What to work on: Read the data below. Then repeat all of it exactly.

[Source data]
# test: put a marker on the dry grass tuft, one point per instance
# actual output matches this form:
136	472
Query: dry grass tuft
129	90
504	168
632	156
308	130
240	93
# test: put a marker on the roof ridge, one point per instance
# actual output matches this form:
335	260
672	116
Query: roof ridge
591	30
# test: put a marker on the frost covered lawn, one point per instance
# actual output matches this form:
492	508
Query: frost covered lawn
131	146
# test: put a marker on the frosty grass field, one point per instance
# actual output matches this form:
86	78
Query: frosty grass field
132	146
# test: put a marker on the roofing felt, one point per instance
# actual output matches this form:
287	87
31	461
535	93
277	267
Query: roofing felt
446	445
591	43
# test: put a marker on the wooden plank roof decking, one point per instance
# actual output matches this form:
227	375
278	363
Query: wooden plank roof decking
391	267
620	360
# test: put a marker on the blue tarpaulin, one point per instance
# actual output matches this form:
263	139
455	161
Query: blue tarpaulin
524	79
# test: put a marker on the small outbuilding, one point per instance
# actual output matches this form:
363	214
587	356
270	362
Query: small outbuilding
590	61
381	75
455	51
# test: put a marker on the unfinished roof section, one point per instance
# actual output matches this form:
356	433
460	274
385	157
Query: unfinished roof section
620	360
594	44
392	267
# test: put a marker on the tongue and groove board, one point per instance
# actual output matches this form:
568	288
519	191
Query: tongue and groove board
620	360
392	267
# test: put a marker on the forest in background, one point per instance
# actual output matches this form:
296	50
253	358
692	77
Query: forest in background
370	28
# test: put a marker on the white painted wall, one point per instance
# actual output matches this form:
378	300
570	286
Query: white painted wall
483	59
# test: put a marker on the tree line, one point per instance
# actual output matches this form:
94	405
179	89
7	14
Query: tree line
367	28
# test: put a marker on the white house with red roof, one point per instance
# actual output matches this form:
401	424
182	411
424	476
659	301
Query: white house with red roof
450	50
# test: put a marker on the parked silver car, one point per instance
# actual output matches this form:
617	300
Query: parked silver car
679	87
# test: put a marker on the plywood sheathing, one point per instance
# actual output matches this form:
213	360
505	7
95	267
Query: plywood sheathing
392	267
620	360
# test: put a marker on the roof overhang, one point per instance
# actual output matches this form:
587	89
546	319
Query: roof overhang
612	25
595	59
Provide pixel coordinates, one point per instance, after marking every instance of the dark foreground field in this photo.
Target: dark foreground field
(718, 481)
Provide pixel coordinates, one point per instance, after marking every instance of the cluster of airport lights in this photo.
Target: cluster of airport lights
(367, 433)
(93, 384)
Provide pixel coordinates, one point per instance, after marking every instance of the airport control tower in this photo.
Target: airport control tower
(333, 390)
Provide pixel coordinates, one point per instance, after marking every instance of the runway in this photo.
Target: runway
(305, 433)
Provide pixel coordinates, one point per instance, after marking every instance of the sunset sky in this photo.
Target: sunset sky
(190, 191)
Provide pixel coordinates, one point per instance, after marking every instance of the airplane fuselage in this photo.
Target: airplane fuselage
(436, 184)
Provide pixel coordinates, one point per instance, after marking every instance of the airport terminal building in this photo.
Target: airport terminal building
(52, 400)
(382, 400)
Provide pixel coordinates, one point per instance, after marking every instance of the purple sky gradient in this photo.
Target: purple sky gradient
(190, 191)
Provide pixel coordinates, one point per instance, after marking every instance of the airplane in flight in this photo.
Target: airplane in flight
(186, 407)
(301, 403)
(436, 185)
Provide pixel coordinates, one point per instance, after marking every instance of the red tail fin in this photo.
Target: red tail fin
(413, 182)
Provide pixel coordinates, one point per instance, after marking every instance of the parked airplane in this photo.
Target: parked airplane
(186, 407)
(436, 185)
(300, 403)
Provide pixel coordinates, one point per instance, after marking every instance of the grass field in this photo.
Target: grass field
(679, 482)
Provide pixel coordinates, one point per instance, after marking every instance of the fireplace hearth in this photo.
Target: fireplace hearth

Problem solution:
# test: put a marker on the dry grass tuft, one point per instance
# actual output matches this form:
136	472
Query: dry grass tuft
129	90
504	168
632	156
308	130
240	93
# test: put a marker on the roof ridge, one point per instance
# actual output matches this form:
335	260
672	116
Query: roof ridge
591	30
# test: put a marker on the frost covered lawn, one point per instance
# actual output matches this form:
492	508
Query: frost covered lawn
131	146
# test: put a marker on the frosty grass field, one point per instance
# actual output matches this form:
86	78
Query: frosty grass field
132	146
# test: put a marker on the roofing felt, one point per instance
# actual output matches this form:
287	87
31	461
535	93
277	267
Query: roofing felt
446	445
591	43
# test: put a marker on the wooden plank roof decking, one point per instance
# actual output matches this form:
227	375
278	363
Query: wooden plank roof decking
391	267
620	360
# test: put a marker on the blue tarpaulin, one point per instance
# actual output matches this form:
263	139
455	161
Query: blue tarpaulin
524	79
# test: put a marker on the small outbuilding, one point per instance
# actual output matches this form:
363	214
587	356
270	362
Query: small outbuilding
590	61
381	75
455	51
# test: put a marker on the unfinished roof section, one point per instance
# actual output matches this form:
356	433
460	274
385	157
Query: unfinished roof section
620	360
594	44
392	267
# test: put a marker on the tongue and groove board, one point per instance
# actual output matches this form:
568	288
519	191
Query: tongue and groove board
620	360
392	267
# test: put a marker on the forest in background, one point per instance
# actual output matches this form:
296	50
253	358
692	77
Query: forest in background
370	28
# test: put a marker on the white painted wall, one point per instance
# actual output matches this form:
378	300
570	286
Query: white painted wall
483	59
# test: put a marker on the tree line, one point per instance
# actual output matches this form:
94	405
179	89
7	14
Query: tree line
367	28
# test: put a marker on the white house with red roof, one point per instance
# actual output matches this form:
401	424
182	411
424	476
659	301
Query: white house with red roof
450	50
# test: put a marker on the parked silver car, one point per instance
# actual output matches this form:
617	300
Query: parked silver car
679	87
# test: put a marker on the plywood sheathing, one point per instance
# actual output matches this form:
213	360
505	7
95	267
Query: plywood sheathing
392	267
620	360
# test: put a marker on the roof overhang, one point per instance
# actual output matches this form:
587	89
546	319
Query: roof overhang
612	25
595	59
Provide pixel coordinates, one point per instance, after marking every instance of the dark foreground field in this photo.
Target: dark foreground field
(718, 481)
Provide pixel coordinates, one point per instance, after marking every instance of the cluster of airport lights in this photo.
Target: cluster of airport lights
(367, 433)
(93, 384)
Provide pixel coordinates, one point per instance, after marking every instance of the airport control tower in this photo.
Target: airport control tower
(333, 390)
Provide pixel coordinates, one point per instance, after marking every instance of the runway in this photo.
Target: runway
(305, 433)
Provide pixel coordinates, one point per instance, after marking every instance of the sunset sky in this photo.
Target: sunset sky
(190, 191)
Provide pixel coordinates, one point per instance, after marking every instance of the airplane fuselage in this photo.
Target: airplane fuselage
(436, 184)
Provide pixel coordinates, one point per instance, after marking every instance of the airport terminal building in this photo.
Target: airport terminal building
(52, 400)
(382, 400)
Provide pixel coordinates, one point per instance, after marking every instance of the purple sky gradient in this photo.
Target: purple sky gradient
(190, 191)
Provide pixel coordinates, one point per instance, after marking every instance of the airplane in flight in this photo.
Target: airplane in flight
(186, 407)
(301, 403)
(436, 185)
Provide pixel coordinates, one point per instance, after marking every instance of the red tail fin in this photo.
Target: red tail fin
(413, 182)
Provide pixel coordinates, one point per instance, after marking every instance of the parked airplane in this photo.
Target: parked airplane
(186, 407)
(436, 185)
(300, 403)
Provide pixel coordinates, one point per instance, after marking every instance of the grass field in this photo.
Target: grass field
(679, 482)
Provide pixel coordinates, one point per instance, after marking every instance of the fireplace hearth in this photo.
Target: fireplace hearth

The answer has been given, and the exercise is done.